** PASSAGE PROVIDED follows **

Share your dilemmas and get honest opinions from other Mumsnetters.

To never feel completely comfortable renting

70 replies

yippyde · 14/08/2023 23:07

I just so badly wish I was in a position to buy but I am not yet. And whenever I'm renting I have this underlying anxiety constantly.

It's knowing that we can be kicked out with two months notice at any time for any reason.

It's that even though we always pay rent on time, our landlord is always determined to find a way either not to fix things, fix them cheaply or insist that we caused it.

It's that most times I've moved out of a property they have tried to take charges from the deposit. Even though the deposit protection agency has never sided with them, it seems like fair game for landlords to have a try at a bit of extra money and it's still stressful to have to have the fight.

It's that at the moment I'm studying and waiting to start a job in a new career in approx two to three months while my DH is a SAHP so we are living off savings for the time being. If we had to leave we would not find anyone to accept us without income and would need to move in with my parents, cramped in a house with four adults, an infant and their dog until I start my new job and then actually find a place.

It's house inspections and how intrusive they feel.

It's that any time the landlord does come around to assess a problem I've reported I feel I have to make it sparkling clean. I also feel like I have to prepare for him to blame us for causing the problem even when it would be ridiculous to. He's coming tomorrow and I'm already worrying and know it's going to be a big thing that's on my mind all morning.

It's that we purposely went for an agency managed property hoping that they would help with landlord issues and know about tenant rights but they have been useless and I suspect dishonest. Any time we report an issue it takes constant phone, email and even office visiting follow ups because they ignore us all the time. They clearly don't like the landlord either but just shrug and say that there's nothing they can do when he drags his feet on sorting things that he's contractually obliged to sort.

It's that the answer isn't ONLY to get a better landlord (although it does help) because I've had one or two decent ones and even then I just don't feel completely comfortable knowing that my home can be taken from me at any time and I would have to start again, move furniture, set up bills etc.

It's that you can't fully make it your own. Yes you could paint rooms and paint them back at the end but it's not the same as owning a house and saving up so that you can get a new kitchen put in exactly as you want it etc and over the years being able to build something you love.

It's that everything's always a bit rough around the edges. Stiff doors or wonky drawers or little things that aren't "repairs" as such but are just evidence of how everything is done in the cheapest possible way by the cheapest person available.

I've grown up with a family of tradesman and everything in the house was solid and robust and fitted well and so I suppose the rented places I've lived in have been quite noticeably different.

With this house particularly I've just never settled and so I suppose the feeling is even stronger than usual. I loved it when viewing but ever since moving in I've disliked the house and the vibe. It's just doesn't feel homely no matter what I do. Its very old and things are just constantly going wrong with it.

In a few months we will financially be in a position to move to another rented place but when we found this one there were waiting lists for viewings and people making renter CVs. I don't think the situation has improved - I look regularly and there's just hardly any properties for rent and they go so quickly. So it's finding somewhere suitable and actually being picked out of probably a lot of prospective tenants (let's face it, young professionals are going to be more popular than a couple with a baby).

** End of PASSAGE PROVIDED **
** ENTRIES SUPPLIED follows **

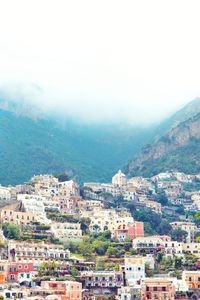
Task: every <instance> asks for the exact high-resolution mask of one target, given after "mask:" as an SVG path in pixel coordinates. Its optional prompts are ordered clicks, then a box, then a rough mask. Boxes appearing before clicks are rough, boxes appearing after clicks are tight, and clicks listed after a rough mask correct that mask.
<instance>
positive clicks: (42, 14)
mask: <svg viewBox="0 0 200 300" xmlns="http://www.w3.org/2000/svg"><path fill="white" fill-rule="evenodd" d="M10 5H11V3H10V1H6V2H4V3H2V4H1V10H0V49H1V50H0V69H1V72H0V83H1V84H0V86H1V91H2V93H4V95H7V96H8V98H9V100H10V101H11V100H12V99H14V101H17V102H20V103H23V105H22V107H24V110H25V108H26V105H28V106H29V105H31V106H32V107H35V112H36V111H38V109H39V111H41V112H42V114H46V113H47V114H58V115H62V116H71V117H73V118H76V119H79V120H84V121H89V122H96V121H98V122H102V121H115V120H120V121H124V122H131V123H147V124H148V123H149V122H155V121H159V120H160V119H162V118H163V117H166V116H167V115H169V114H170V113H171V112H173V111H174V110H176V109H177V108H179V107H180V106H182V105H183V104H184V103H186V102H187V101H189V100H192V99H193V98H195V97H196V96H199V95H200V85H199V69H200V59H199V53H200V41H199V38H198V36H199V32H198V31H199V27H200V19H199V16H198V12H199V9H200V3H199V1H190V2H188V1H184V0H181V1H179V0H177V1H171V0H169V1H167V2H162V1H159V0H157V1H154V0H152V1H148V0H146V1H143V0H141V1H125V2H123V3H122V2H121V1H117V0H110V1H104V0H102V1H100V2H98V1H93V0H91V1H87V0H86V1H62V0H60V1H54V0H52V1H46V0H43V1H37V0H36V1H31V0H30V1H25V0H24V1H22V0H19V1H16V2H15V3H13V2H12V10H11V9H10ZM20 105H21V104H20ZM36 108H37V109H36Z"/></svg>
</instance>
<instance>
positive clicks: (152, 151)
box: [124, 98, 200, 176]
mask: <svg viewBox="0 0 200 300" xmlns="http://www.w3.org/2000/svg"><path fill="white" fill-rule="evenodd" d="M194 104H195V109H194V110H192V112H191V113H190V114H188V108H191V107H193V105H194ZM181 112H184V115H183V116H182V120H184V121H181V118H180V119H179V120H178V118H177V119H176V118H175V117H176V116H177V115H179V116H181ZM186 112H187V113H186ZM195 112H196V113H195ZM171 119H172V120H175V121H176V123H174V125H173V126H170V129H168V131H167V133H165V134H164V135H162V136H161V137H159V138H157V139H156V140H155V141H154V142H153V143H152V144H151V145H146V146H144V147H143V149H142V151H141V153H140V154H139V155H137V156H135V157H134V158H133V159H132V160H131V161H130V162H129V163H128V164H127V165H126V166H125V168H124V171H125V172H126V173H127V174H128V175H129V176H134V175H142V176H152V175H155V174H156V173H159V172H162V171H167V170H171V169H176V170H177V171H183V172H189V173H197V172H200V152H199V154H198V151H197V149H199V150H200V99H199V98H197V99H195V100H194V101H193V102H191V103H189V104H188V105H187V106H186V107H185V110H184V108H183V109H182V110H181V111H179V112H177V113H175V114H174V116H172V118H171ZM191 150H192V151H191ZM186 153H187V155H188V159H187V158H186Z"/></svg>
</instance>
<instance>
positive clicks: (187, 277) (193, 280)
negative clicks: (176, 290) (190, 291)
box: [182, 271, 200, 289]
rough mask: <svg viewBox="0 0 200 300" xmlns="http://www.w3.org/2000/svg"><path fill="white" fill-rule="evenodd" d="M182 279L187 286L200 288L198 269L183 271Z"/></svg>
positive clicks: (199, 280)
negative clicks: (196, 269) (191, 270)
mask: <svg viewBox="0 0 200 300" xmlns="http://www.w3.org/2000/svg"><path fill="white" fill-rule="evenodd" d="M182 280H183V282H184V283H186V284H187V285H188V286H189V288H192V289H199V288H200V271H183V274H182Z"/></svg>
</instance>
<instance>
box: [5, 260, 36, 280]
mask: <svg viewBox="0 0 200 300" xmlns="http://www.w3.org/2000/svg"><path fill="white" fill-rule="evenodd" d="M7 269H8V273H7V280H8V281H12V282H18V283H22V282H31V281H32V279H33V277H34V276H35V275H36V274H37V271H36V270H35V268H34V267H33V263H32V262H26V263H24V262H16V263H15V262H12V263H9V264H8V268H7Z"/></svg>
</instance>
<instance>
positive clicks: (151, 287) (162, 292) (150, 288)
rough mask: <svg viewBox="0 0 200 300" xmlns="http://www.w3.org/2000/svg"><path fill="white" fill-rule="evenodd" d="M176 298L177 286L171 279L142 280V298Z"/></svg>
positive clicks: (141, 296) (173, 298) (156, 278)
mask: <svg viewBox="0 0 200 300" xmlns="http://www.w3.org/2000/svg"><path fill="white" fill-rule="evenodd" d="M148 299H151V300H158V299H159V300H174V299H175V286H174V284H173V282H172V281H171V280H170V279H165V278H146V279H144V280H143V282H142V289H141V300H148Z"/></svg>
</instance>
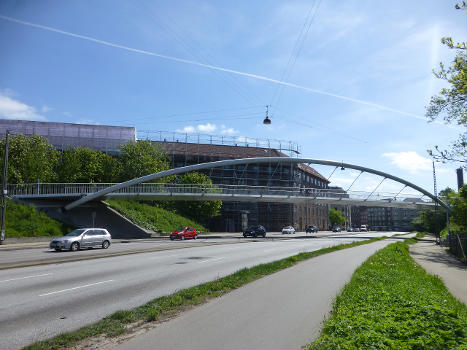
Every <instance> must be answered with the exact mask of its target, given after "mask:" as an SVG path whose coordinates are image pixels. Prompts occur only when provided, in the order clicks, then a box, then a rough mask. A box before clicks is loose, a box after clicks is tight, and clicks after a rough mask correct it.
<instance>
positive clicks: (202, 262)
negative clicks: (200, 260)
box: [199, 257, 224, 264]
mask: <svg viewBox="0 0 467 350" xmlns="http://www.w3.org/2000/svg"><path fill="white" fill-rule="evenodd" d="M222 259H224V257H222V258H216V259H207V260H203V261H200V262H199V263H200V264H203V263H205V262H208V261H218V260H222Z"/></svg>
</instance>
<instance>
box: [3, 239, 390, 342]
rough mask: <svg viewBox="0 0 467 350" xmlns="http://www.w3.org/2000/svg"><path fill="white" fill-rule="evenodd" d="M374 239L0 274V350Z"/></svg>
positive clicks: (53, 266) (341, 239)
mask: <svg viewBox="0 0 467 350" xmlns="http://www.w3.org/2000/svg"><path fill="white" fill-rule="evenodd" d="M378 235H383V233H382V234H378V233H363V234H360V235H354V236H344V237H338V238H332V237H326V238H297V239H284V240H282V239H270V240H257V241H253V240H251V241H248V242H247V243H241V244H234V243H233V244H225V245H224V244H218V245H210V246H203V245H202V243H198V242H193V244H192V246H191V247H190V248H181V249H171V250H162V251H155V252H148V253H140V254H132V255H122V256H116V257H108V258H104V259H90V260H83V261H75V262H67V263H61V264H48V265H43V266H34V267H25V268H15V269H6V270H1V271H0V296H1V300H2V303H1V305H0V348H1V349H18V348H20V347H22V346H25V345H28V344H30V343H32V342H34V341H37V340H42V339H46V338H49V337H51V336H54V335H57V334H59V333H62V332H64V331H67V330H73V329H77V328H79V327H81V326H83V325H86V324H89V323H91V322H94V321H97V320H100V319H101V318H103V317H105V316H107V315H109V314H111V313H113V312H115V311H117V310H121V309H128V308H132V307H135V306H138V305H141V304H143V303H145V302H147V301H148V300H151V299H153V298H156V297H158V296H162V295H167V294H169V293H172V292H174V291H176V290H179V289H182V288H186V287H189V286H193V285H197V284H199V283H202V282H206V281H209V280H213V279H215V278H218V277H220V276H224V275H227V274H230V273H232V272H234V271H237V270H238V269H240V268H242V267H247V266H254V265H257V264H260V263H264V262H268V261H273V260H277V259H281V258H284V257H287V256H290V255H294V254H297V253H299V252H302V251H313V250H317V249H321V248H324V247H329V246H332V245H337V244H342V243H348V242H351V241H355V240H360V239H362V238H359V237H358V236H362V237H371V236H378ZM384 235H389V234H388V233H387V232H386V233H384ZM243 242H245V241H243ZM166 243H167V244H171V245H172V247H174V246H176V245H178V244H180V245H181V244H186V243H185V242H166ZM229 243H232V242H229ZM3 253H5V252H2V254H3ZM75 254H87V252H86V251H82V252H77V253H75Z"/></svg>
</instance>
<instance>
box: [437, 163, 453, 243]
mask: <svg viewBox="0 0 467 350" xmlns="http://www.w3.org/2000/svg"><path fill="white" fill-rule="evenodd" d="M433 194H434V195H435V197H436V198H438V188H437V186H436V169H435V161H433ZM448 215H449V214H448ZM437 216H438V202H435V230H436V231H438V227H439V225H438V220H437V219H438V218H437ZM448 221H449V219H448ZM448 225H449V224H448ZM435 235H436V238H437V243H438V244H441V232H439V233H435Z"/></svg>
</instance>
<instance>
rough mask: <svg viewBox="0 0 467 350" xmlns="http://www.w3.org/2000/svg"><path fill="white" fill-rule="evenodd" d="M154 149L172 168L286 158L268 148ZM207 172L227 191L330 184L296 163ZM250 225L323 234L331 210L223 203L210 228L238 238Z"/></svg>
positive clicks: (285, 155)
mask: <svg viewBox="0 0 467 350" xmlns="http://www.w3.org/2000/svg"><path fill="white" fill-rule="evenodd" d="M153 143H155V144H157V145H159V146H161V147H162V148H164V149H165V150H166V152H167V154H168V155H169V156H170V158H171V160H172V167H180V166H186V165H192V164H198V163H205V162H213V161H218V160H224V159H238V158H255V157H288V156H287V155H286V154H285V153H284V152H282V151H280V150H277V149H274V148H269V147H256V146H254V147H250V146H249V145H242V146H238V145H225V144H224V145H218V144H202V143H189V142H177V141H175V142H174V141H164V140H163V141H153ZM203 172H204V173H205V174H206V175H207V176H209V177H210V178H211V180H212V181H213V183H214V184H223V185H249V186H268V187H272V186H281V187H295V188H316V189H319V188H322V189H324V188H328V184H329V182H328V181H327V179H326V178H324V177H323V176H322V175H321V174H320V173H318V172H317V171H316V170H315V169H313V168H311V167H309V166H307V165H305V164H294V163H292V162H291V163H290V164H287V163H277V162H276V163H274V162H271V163H266V164H250V165H248V166H246V165H236V166H226V167H222V168H214V169H209V170H205V171H203ZM245 219H246V220H245ZM246 224H248V225H253V224H261V225H264V226H265V227H266V229H267V230H268V231H280V230H281V229H282V227H284V226H286V225H293V226H294V227H295V229H296V230H304V229H305V227H306V226H307V225H316V226H318V227H319V228H320V229H321V230H324V229H326V228H327V225H328V209H327V205H321V204H300V205H298V204H291V203H256V202H224V203H223V205H222V208H221V216H219V217H217V218H214V219H212V220H211V222H209V223H208V226H209V228H210V229H211V230H215V231H227V232H237V231H241V230H242V229H243V228H244V226H245V225H246Z"/></svg>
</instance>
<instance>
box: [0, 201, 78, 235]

** End of ENTRIES SUPPLIED **

WORK TO COMPLETE:
**1.** Repeat the part of the renting post from "It's that at" to "find a place.".
**2.** Answer these from the renting post:
(a) How much notice can the family be given to leave the property?
(b) In roughly how long is the poster waiting to start a job in a new career?
(c) Who does the poster expect to be more popular as tenants than a couple with a baby?
**3.** Write the next part of the renting post, picking up after its final sentence.

RESULTS BY TASK:
**1.**
It's that at the moment I'm studying and waiting to start a job in a new career in approx two to three months while my DH is a SAHP so we are living off savings for the time being. If we had to leave we would not find anyone to accept us without income and would need to move in with my parents, cramped in a house with four adults, an infant and their dog until I start my new job and then actually find a place.

**2.**
(a) Two months' notice.
(b) Approximately two to three months.
(c) Young professionals.

**3.**
I know that if you can't afford to buy then this is just how it is. And I know that the answer from a lot of people is that I need to earn more money so I can buy. I'm trying - hence the career change - but it will be a good few years until we can consider it I suppose.

I just really wish in the mean time that I felt comfortable and secure in my home instead of having that constant underlying anxiety. I think it's so important to feel safe and for home to feel like home.

OP posts:
Annaishere · 14/08/2023 23:17

Could you apply with a housing association ? It took me 3 years. It’s so much more secure

Hmmmbetterchangethis · 14/08/2023 23:21

I rented in London for years. Often on my own. It’s scary and feels very precarious.

I now own, thanks to my DH.
There is a great feeling of security and the weight of worry from renting has finally lifted.
You are on the path to owning, just keep that as your focus.

Saracen · 15/08/2023 00:36

I'm so sorry. It really sucks. I don't understand why there can't be guaranteed long tenancies in this country, where you wouldn't have to live in fear of being turfed out and you'd be able to do some things to the house yourself because you knew you'd be there for a long time and it was worth it.

caringcarer · 15/08/2023 01:57

Not all LL are bad OP. I've been a LL for 18 years and have 10 btl houses. I've only had to ask tenants to leave once and that was because of antisocial behaviour, they kept having bonfires in their garden when neighbours had washing out on line and annoying the neighbours with loud music playing late at night. I asked them to stop the bonfires and music by 9 but they played it even later. I know neighbours complained to council. Neighbours said they smoked weed in the garden. I did a section 21 and they moved out but decided not to pay me the last month's rent. Some tenants have been with me for 8 years.

loveandpoprockz · 15/08/2023 02:06

I don’t blame you OP. I feel really sorry for people who have to rent. In my area the rents have sky rocketed due to an influx of Londoners and Airbnb. Normal families are struggling to be able to afford to live in our town. It’s depressing.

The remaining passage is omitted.